== PROVIDED DATA ==

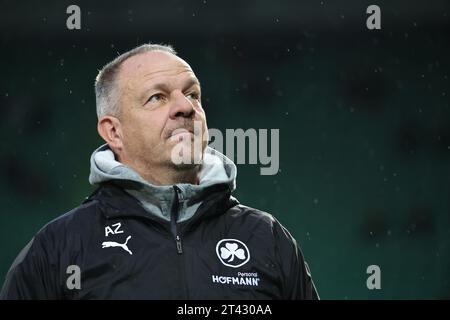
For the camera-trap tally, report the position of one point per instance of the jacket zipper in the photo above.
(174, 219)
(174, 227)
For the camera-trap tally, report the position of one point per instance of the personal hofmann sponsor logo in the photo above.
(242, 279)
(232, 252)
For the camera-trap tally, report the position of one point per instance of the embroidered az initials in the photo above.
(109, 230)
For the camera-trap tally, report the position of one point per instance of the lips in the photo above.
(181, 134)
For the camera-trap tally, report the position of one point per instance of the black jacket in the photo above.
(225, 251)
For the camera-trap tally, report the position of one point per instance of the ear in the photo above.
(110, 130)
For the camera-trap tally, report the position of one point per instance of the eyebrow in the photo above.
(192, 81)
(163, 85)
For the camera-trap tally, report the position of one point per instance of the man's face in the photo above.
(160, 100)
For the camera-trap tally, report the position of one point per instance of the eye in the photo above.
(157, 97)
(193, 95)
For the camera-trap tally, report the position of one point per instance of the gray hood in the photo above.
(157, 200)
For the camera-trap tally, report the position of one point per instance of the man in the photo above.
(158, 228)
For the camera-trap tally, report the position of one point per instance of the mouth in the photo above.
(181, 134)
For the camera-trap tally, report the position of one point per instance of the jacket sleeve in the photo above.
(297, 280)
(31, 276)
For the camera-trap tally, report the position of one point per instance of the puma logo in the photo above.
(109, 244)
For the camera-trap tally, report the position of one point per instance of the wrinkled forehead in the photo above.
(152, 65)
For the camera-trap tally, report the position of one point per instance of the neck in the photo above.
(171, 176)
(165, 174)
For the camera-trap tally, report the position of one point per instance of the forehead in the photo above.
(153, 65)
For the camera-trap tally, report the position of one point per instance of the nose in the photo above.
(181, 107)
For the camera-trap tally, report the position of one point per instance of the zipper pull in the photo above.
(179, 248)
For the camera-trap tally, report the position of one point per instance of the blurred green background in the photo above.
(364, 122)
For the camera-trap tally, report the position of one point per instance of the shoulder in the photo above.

===

◆ TASK ITEM
Everything in the entries except the pictures must be duplicated exactly.

◆ OUTPUT OF THE EXERCISE
For the camera-trap tally, report the position of one point per instance of the jacket zipper in the photo above.
(174, 219)
(174, 227)
For the camera-trap tally, report the position of one point per instance of the personal hofmann sponsor logo in the photo above.
(242, 279)
(232, 252)
For the camera-trap tally, report the position of one point per instance of the embroidered az initials in the photo above.
(109, 230)
For the camera-trap tally, report the position of one point per instance of the lips in the photo above.
(181, 134)
For the camera-trap tally, report the position of one point per instance of the black jacket in the photo above.
(225, 251)
For the camera-trap tally, report the position of one point per instance of the ear in the photo above.
(110, 130)
For the camera-trap tally, report the position of one point per instance of the eyebrow in the photo above.
(192, 81)
(163, 85)
For the camera-trap tally, report the position of one point per instance of the man's face in the photo above.
(160, 100)
For the camera-trap tally, report the position of one point per instance of the eye in the photo above.
(157, 97)
(193, 95)
For the camera-trap tally, report the position of one point per instance of the gray hood in the photo above.
(157, 200)
For the camera-trap tally, report the position of one point per instance of the man in the photo above.
(158, 228)
For the camera-trap tally, report the position of one point per instance of the mouth in the photo above.
(181, 134)
For the camera-trap tally, report the position of one point per instance of the jacket sleeve in the photo above.
(297, 280)
(31, 276)
For the camera-trap tally, report the position of one point per instance of the puma logo in the photo above.
(109, 244)
For the camera-trap tally, report the position of one point per instance of the wrinkled forehead in the photo above.
(152, 65)
For the camera-trap tally, report the position of one point per instance of the neck in the photo above.
(171, 176)
(165, 174)
For the camera-trap tally, report the position of one point per instance of the forehead in the photo above.
(153, 65)
For the camera-trap tally, report the position of one point per instance of the nose in the photo above.
(181, 107)
For the camera-trap tally, report the position of one point per instance of the zipper pull in the photo above.
(179, 248)
For the camera-trap tally, report the position of one point per instance of the blurred green background in the photo above.
(364, 122)
For the camera-trap tally, report the position of one point per instance of the shoulder in the photo above.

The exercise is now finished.